(Given text)
·····
Single by Natasha Bedingfield

from the album Pocketful of Sunshine
- Released: 11 August 2008
- Recorded: 2007
- Genre: Pop; R&B;
- Length: 4:08
- Label: Phonogenic; Epic;
- Songwriters: LaShawn Daniels; Dernst Emile; Rodney "Darkchild" Jerkins; Crystal Johnson; Richard Butler;
- Producer: Darkchild

Natasha Bedingfield singles chronology
| "Bruised Water" (2008) | "Angel" (2008) | "Touch" (2010) |

Music video
- "Angel" on YouTube

= Angel (Natasha Bedingfield song) =

"Angel" is a song by English singer-songwriter Natasha Bedingfield for her second North American album Pocketful of Sunshine (2008). It was released as the album's third single in North America on 11 August 2008. The song was produced by Rodney "Darkchild" Jerkins, hence the "Darkchild forever" line at the beginning of the song, he also sings the chorus.

The song is written in the key of B minor and set in 4/4 time. Bedingfield's vocals range from F♯_{3} to C♯_{5}. It utilizes a prominent spelling out of the word 'angel' as its hook. In the song, Bedingfield sings of being a guardian angel of sorts for her companion, stating in the chorus, "I'll be your A-N-G-E-L." On 18 September 2008 she performed the song live on America's Got Talent. This song is featured in the rhythmic, singing video game Boogie Superstar, but only as the Moto Blanco Club Remix and as an online exclusive song.
·····
(Directive)
Answer these questions from the text about the song "Angel":
(a) On what date was the song released as a single in North America?
(b) In what key is the song written?
(c) On what television program did Bedingfield perform the song live on 18 September 2008?

Saved data entries
·····
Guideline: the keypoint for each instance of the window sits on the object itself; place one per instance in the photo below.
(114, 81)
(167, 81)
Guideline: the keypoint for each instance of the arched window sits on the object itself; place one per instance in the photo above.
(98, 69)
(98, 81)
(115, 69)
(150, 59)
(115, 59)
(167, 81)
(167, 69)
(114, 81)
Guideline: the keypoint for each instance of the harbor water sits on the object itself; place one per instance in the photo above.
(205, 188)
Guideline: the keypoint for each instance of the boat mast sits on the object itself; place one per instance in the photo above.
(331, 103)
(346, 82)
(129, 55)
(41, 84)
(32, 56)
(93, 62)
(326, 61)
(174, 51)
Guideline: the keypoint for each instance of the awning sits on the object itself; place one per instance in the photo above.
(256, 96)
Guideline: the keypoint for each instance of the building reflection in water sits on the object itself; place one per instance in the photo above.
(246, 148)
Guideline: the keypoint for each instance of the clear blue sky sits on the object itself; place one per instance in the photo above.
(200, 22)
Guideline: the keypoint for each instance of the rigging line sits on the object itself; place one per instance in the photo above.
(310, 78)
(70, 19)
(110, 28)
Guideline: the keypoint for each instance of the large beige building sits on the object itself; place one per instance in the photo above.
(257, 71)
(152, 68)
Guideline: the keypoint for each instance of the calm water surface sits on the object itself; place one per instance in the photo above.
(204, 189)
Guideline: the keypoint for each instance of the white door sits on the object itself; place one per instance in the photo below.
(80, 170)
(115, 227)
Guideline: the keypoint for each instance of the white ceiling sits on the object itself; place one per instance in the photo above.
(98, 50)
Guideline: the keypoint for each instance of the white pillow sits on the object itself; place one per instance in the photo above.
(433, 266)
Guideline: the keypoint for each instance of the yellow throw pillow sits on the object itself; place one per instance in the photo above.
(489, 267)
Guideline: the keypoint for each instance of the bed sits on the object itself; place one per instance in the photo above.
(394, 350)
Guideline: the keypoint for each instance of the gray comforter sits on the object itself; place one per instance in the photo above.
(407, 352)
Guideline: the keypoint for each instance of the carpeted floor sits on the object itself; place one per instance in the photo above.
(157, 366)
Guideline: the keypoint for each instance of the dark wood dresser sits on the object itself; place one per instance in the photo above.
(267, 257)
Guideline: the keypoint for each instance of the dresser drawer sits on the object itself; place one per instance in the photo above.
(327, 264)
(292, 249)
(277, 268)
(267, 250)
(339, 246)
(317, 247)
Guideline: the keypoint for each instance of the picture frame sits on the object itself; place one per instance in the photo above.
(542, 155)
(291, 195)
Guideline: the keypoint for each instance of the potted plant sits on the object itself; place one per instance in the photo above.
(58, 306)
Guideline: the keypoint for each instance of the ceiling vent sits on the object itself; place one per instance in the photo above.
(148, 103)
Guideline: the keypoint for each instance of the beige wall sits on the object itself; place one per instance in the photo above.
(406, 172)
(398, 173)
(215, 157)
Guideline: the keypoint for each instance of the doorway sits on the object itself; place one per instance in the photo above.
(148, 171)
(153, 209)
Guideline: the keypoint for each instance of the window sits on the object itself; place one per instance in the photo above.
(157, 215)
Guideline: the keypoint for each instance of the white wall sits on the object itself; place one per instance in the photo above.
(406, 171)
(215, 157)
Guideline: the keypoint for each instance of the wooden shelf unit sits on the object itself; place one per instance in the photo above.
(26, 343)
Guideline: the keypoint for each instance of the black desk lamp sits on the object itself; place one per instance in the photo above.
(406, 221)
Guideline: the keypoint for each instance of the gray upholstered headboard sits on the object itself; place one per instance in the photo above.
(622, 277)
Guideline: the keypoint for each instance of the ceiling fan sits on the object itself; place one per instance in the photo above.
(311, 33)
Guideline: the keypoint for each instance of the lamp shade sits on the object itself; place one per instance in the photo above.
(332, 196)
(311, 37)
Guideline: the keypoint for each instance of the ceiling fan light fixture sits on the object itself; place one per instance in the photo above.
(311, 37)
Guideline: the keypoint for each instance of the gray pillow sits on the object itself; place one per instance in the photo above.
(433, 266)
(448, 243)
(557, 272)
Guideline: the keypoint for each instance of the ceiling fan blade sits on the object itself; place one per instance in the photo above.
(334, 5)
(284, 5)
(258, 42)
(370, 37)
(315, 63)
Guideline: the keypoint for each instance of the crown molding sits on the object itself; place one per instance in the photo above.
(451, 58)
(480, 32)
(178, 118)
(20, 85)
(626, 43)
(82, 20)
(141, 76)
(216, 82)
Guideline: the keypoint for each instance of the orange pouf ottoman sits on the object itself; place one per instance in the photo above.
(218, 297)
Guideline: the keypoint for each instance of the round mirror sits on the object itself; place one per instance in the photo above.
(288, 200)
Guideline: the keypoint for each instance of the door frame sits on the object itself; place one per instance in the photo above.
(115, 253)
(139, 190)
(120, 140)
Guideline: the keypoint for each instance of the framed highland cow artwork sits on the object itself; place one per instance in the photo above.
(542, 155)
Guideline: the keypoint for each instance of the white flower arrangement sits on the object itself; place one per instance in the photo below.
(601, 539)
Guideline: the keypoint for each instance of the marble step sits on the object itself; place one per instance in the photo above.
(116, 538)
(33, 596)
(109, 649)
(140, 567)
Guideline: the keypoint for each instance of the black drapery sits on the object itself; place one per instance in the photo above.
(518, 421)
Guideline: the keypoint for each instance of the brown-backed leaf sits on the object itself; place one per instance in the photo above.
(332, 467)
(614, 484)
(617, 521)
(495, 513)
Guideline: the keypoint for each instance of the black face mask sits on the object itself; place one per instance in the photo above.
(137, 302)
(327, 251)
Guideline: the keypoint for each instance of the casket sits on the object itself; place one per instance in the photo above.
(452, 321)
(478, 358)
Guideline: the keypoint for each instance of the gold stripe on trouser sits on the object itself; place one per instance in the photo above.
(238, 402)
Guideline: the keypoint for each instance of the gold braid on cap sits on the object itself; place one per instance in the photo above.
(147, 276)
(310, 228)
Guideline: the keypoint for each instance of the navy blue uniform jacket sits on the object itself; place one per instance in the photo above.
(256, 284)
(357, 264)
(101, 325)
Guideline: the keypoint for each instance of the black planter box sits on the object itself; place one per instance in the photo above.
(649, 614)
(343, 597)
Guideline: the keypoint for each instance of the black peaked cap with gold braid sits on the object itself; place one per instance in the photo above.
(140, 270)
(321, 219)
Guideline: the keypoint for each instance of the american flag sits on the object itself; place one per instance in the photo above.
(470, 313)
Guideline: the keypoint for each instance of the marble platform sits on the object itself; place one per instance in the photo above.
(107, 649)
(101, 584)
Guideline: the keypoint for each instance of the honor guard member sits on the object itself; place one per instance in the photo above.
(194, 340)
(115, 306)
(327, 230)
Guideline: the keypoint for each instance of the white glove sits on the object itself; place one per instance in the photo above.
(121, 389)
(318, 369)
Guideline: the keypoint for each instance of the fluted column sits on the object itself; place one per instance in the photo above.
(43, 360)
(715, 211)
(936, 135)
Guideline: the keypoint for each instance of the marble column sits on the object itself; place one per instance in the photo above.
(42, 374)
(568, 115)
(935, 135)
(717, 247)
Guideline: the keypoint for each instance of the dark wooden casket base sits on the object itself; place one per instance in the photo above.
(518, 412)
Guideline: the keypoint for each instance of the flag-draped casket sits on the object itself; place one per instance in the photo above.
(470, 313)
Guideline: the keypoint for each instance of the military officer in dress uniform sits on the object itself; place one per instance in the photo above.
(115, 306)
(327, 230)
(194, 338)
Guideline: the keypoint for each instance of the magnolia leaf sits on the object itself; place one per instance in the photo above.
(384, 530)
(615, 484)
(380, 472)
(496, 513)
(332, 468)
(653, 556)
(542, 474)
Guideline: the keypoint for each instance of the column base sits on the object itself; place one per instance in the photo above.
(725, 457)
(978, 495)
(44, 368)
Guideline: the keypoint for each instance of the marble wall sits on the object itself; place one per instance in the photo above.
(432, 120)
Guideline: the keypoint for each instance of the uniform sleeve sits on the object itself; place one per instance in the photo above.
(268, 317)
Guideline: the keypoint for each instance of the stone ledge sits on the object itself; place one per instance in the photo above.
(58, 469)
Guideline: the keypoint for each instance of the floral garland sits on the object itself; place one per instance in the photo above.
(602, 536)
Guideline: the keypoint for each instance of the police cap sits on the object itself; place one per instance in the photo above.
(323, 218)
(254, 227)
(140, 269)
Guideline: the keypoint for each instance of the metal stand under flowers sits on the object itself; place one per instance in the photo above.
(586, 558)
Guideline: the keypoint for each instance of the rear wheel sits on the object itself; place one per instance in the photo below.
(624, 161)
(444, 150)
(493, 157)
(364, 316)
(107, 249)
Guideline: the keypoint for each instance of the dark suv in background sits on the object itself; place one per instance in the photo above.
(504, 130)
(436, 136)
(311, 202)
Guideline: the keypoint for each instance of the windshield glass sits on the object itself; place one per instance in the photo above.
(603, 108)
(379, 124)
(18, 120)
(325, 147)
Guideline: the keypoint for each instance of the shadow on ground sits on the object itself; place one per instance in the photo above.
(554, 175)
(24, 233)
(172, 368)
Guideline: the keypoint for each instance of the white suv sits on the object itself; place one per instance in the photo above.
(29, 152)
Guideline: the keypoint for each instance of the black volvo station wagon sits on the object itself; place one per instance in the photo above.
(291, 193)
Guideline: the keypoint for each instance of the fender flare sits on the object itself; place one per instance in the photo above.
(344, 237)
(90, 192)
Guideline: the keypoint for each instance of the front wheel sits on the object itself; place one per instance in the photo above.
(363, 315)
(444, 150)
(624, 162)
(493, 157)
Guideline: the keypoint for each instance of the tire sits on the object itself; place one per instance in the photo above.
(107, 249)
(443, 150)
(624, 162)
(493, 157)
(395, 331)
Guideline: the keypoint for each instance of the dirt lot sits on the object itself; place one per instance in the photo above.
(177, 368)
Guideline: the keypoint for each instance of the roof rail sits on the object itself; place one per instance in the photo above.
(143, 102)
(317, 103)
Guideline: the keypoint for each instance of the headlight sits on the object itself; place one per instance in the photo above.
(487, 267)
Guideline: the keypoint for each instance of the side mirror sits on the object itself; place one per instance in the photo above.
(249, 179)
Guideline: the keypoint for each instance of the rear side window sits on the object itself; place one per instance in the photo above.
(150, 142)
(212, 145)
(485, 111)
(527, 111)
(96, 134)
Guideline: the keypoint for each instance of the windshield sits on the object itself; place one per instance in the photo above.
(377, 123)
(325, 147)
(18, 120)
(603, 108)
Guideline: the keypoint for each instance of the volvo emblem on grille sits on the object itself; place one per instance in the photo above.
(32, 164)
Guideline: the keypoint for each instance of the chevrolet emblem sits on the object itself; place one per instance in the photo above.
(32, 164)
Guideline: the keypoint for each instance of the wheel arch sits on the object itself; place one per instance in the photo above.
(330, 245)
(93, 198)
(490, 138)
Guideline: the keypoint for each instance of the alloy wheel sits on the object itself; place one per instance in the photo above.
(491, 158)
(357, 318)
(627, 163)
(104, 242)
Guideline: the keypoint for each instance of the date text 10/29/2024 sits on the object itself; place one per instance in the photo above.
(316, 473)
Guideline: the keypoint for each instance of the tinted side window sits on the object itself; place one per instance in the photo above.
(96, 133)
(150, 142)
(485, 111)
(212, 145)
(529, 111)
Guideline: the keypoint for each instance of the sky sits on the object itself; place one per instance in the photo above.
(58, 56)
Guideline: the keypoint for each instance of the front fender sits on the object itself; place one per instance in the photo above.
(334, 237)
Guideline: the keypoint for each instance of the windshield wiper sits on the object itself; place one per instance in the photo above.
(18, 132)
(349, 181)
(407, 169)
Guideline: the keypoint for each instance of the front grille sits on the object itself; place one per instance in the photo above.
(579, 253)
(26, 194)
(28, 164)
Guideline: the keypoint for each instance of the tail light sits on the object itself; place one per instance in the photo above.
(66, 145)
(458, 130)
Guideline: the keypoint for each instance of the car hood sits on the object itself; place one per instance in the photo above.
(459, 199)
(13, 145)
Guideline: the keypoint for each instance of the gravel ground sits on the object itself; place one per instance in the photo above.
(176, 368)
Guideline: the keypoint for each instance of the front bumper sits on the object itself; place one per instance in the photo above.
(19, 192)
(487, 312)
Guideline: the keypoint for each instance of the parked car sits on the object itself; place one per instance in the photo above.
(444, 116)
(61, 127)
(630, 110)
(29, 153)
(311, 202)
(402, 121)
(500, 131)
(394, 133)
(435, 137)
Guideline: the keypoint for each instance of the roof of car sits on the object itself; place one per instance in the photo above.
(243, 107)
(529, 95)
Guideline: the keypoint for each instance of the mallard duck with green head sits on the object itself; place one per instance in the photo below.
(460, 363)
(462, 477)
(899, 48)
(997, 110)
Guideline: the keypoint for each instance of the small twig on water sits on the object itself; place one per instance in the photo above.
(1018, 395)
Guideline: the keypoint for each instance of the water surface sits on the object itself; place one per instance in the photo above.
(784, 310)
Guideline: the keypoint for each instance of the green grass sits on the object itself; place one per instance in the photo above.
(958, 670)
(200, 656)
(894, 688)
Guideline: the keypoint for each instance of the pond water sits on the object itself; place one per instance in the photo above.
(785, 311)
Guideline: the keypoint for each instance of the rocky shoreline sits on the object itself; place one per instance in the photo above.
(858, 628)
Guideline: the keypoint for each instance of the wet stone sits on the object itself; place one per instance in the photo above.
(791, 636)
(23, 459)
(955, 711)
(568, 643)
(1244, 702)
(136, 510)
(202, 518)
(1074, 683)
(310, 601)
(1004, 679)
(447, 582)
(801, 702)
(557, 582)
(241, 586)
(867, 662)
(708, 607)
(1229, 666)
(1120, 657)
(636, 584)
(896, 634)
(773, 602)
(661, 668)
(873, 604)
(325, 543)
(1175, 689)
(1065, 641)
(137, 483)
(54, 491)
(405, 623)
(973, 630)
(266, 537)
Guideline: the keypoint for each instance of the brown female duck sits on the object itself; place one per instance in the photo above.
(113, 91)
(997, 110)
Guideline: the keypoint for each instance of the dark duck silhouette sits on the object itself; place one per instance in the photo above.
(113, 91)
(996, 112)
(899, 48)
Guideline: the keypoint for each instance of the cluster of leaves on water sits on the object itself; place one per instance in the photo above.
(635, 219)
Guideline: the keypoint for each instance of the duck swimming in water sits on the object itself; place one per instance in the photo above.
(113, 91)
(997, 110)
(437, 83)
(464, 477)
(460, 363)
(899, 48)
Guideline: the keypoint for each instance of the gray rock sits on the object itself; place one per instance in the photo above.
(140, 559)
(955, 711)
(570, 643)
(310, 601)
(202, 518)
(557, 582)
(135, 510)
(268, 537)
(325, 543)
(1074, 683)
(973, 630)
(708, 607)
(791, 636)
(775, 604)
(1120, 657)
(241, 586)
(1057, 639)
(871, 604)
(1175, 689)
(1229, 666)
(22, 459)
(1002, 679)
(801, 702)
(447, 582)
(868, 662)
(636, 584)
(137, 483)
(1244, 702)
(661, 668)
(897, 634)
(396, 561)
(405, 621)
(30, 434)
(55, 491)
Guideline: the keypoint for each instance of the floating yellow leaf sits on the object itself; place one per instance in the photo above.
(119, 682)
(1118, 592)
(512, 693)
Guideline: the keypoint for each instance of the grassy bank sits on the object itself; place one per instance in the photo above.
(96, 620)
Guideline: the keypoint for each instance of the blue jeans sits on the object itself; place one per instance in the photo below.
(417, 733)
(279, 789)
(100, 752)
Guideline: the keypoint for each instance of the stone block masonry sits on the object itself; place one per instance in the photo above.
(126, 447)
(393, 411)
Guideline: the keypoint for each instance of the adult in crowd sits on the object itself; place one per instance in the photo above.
·····
(Complete output)
(a) 11 August 2008
(b) B minor
(c) America's Got Talent